Texto de origem:
#####

Para tanto alega que o carácter manifestamente infundado do pedido de aclaração da decisão sumária apresentado pelo recorrente, conjugado com a sua anterior conduta processual, nomeadamente deduzindo sucessivos incidentes após o acórdão do Supremo Tribunal de Justiça, torna manifesto que este mais não pretende do que obstar ao trânsito em julgado da decisão e à baixa do processo, face à proximidade da prescrição do procedimento criminal.
Para efeitos do disposto no n.º 8 do artigo 84º da Lei n.º 28/82, de 15 de Novembro (LTC) e do artigo 720º do Código do Processo Civil, o relator apresentou o processo à conferência.
2. Estabelece o n.º 8 do artigo 84º da LTC que, sendo manifesto que, com determinado requerimento, se pretende obstar ao cumprimento da decisão proferida no recurso (ou na reclamação) ou à baixa do processo, se observe o disposto no artigo 720º do Código de Processo Civil.
O n.º 2 deste último preceito, aditado pelo Decreto-Lei n.º 329-A/95, de 12 de Dezembro, veio alargar o âmbito de aplicação deste instrumento de defesa contra actuações anómalas das partes geradoras de demoras excessivas nos tribunais superiores, possibilitando a extracção de traslado perante o uso dos meios processuais em fase de recurso com óbvio propósito de retardamento do trânsito em julgado da decisão final. Pode, neste caso, extrair-se traslado e ordenar-se a baixa do processo ao tribunal recorrido, para aí prosseguir os seus termos, sem prejuízo da anulação do processado se a decisão vier a ser modificada.

#####

Registos de dados:
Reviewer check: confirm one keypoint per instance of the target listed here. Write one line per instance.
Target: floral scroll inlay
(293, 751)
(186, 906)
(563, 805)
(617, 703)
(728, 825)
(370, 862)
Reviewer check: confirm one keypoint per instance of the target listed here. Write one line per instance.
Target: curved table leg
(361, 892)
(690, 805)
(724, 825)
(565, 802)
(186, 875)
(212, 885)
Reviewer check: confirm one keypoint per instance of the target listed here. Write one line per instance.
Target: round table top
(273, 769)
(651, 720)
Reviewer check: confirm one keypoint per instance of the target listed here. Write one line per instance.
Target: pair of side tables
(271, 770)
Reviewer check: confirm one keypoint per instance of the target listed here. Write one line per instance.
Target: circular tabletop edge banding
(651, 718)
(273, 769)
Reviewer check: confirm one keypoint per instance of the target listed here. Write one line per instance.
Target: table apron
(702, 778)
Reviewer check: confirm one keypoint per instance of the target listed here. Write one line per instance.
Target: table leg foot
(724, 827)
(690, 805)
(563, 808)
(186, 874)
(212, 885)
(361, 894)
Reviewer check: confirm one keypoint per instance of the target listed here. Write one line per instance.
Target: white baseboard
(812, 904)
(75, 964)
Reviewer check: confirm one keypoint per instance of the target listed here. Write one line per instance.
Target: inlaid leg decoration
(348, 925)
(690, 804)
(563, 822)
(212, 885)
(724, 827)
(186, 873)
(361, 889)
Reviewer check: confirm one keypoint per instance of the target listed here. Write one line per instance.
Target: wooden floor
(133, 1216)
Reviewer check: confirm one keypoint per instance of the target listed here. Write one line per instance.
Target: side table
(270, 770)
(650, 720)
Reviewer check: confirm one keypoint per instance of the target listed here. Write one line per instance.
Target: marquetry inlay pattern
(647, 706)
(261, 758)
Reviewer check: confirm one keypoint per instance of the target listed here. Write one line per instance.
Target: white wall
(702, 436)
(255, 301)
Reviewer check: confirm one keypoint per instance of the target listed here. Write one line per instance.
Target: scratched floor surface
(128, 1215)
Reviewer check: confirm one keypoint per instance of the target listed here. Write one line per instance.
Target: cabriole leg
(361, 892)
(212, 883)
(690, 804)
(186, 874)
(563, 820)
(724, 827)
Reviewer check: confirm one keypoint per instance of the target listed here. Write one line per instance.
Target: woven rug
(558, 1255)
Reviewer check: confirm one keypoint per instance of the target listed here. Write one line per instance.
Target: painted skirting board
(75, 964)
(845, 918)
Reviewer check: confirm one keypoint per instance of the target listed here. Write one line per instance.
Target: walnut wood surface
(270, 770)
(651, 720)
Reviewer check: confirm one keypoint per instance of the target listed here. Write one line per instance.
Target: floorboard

#####

Problemas a resolver:
A – Enumera todos os diplomas legais (leis, decretos-lei e códigos) referidos no texto de origem.
B – Resume o texto de origem em duas frases.
C – Repete o trecho do texto de origem que começa nas palavras "Para efeitos do" e termina depois das palavras "de Processo Civil.".
Os registos provêm de outra fonte.

Respostas:
A –
- Lei n.º 28/82, de 15 de Novembro (LTC)
- Código do Processo Civil (também designado Código de Processo Civil)
- Decreto-Lei n.º 329-A/95, de 12 de Dezembro

B – Alega-se que o pedido de aclaração da decisão sumária apresentado pelo recorrente, manifestamente infundado e somado a sucessivos incidentes, visa apenas obstar ao trânsito em julgado e à baixa do processo, face à proximidade da prescrição do procedimento criminal, e o relator apresentou o processo à conferência ao abrigo do n.º 8 do artigo 84º da LTC e do artigo 720º do Código de Processo Civil. O n.º 2 deste artigo 720º permite, perante o uso de meios processuais com óbvio propósito de retardamento, extrair traslado e ordenar a baixa do processo ao tribunal recorrido, sem prejuízo da anulação do processado se a decisão vier a ser modificada.

C –
Para efeitos do disposto no n.º 8 do artigo 84º da Lei n.º 28/82, de 15 de Novembro (LTC) e do artigo 720º do Código do Processo Civil, o relator apresentou o processo à conferência.
2. Estabelece o n.º 8 do artigo 84º da LTC que, sendo manifesto que, com determinado requerimento, se pretende obstar ao cumprimento da decisão proferida no recurso (ou na reclamação) ou à baixa do processo, se observe o disposto no artigo 720º do Código de Processo Civil.